Metallic Antenna Design Based on Topology Optimization Techniques

Recent years have seen an increased use of electromagnetic fields in many applications in society. Common examples include wireless communication systems, radio frequency identification (RFID), non-destructive evaluation and testing, microwave imaging, radar applications, radio telescopes, etc. Each of these applications benefits from the electromagnetic fields in a different manner. As a result antenna technologies have received much interest to satisfy the needs of those systems.

The licentiate thesis propose an approach to carry out gradient-based topology optimization for the design of metallic antennas. The antenna design is formulated as an optimization problem that aims to maximize the energy received by the antenna and transmitted to a coaxial cable, which by reciprocity is equivalent to minimizing the antenna reflection coefficient. The antenna model is formulated by using the 3D Maxwell's equations in the time domain and the FDTD method is used to numerically solve the problem. The conductivities associated with each Yee edge in the design domain are considered as design variables, which implies a very detailed parameterization of the complete design domain. The gradient of the objective function is derived based on the FDTD discretization of Maxwell's equations and is expressed in terms of field solutions of the original antenna problem and an adjoint field problem. The numerical experiments showed the promising use of the proposed approach for the automatic design of metallic antennas.

DATA PROVIDED ▸
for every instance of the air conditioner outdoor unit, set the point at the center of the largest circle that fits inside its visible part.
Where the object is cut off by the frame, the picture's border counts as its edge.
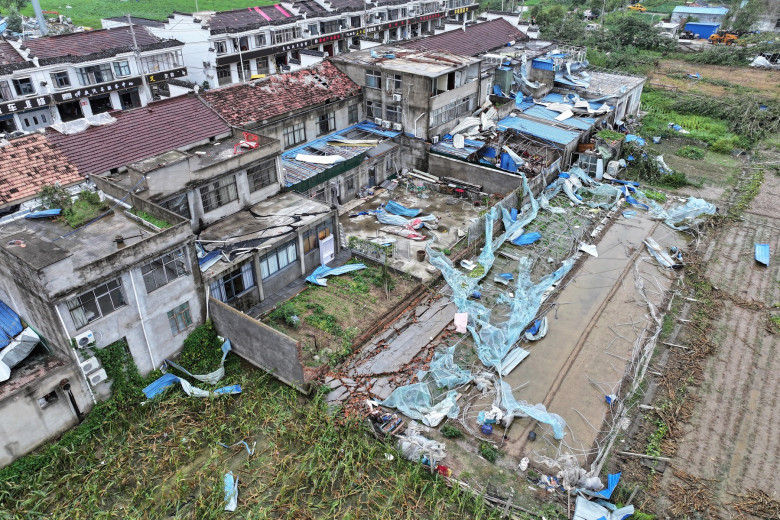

GIVEN TASK 1 ▸ In the text on metallic antenna design, retype the part that opens with the words containing "Metallic Antenna Design" and closes with "of those systems.".
GIVEN TASK 2 ▸ According to the text on metallic antenna design, what is treated as the design variables?

CORRECT RESULT 1 ▸
Metallic Antenna Design Based on Topology Optimization Techniques

Recent years have seen an increased use of electromagnetic fields in many applications in society. Common examples include wireless communication systems, radio frequency identification (RFID), non-destructive evaluation and testing, microwave imaging, radar applications, radio telescopes, etc. Each of these applications benefits from the electromagnetic fields in a different manner. As a result antenna technologies have received much interest to satisfy the needs of those systems.

CORRECT RESULT 2 ▸ The conductivities associated with each Yee edge in the design domain.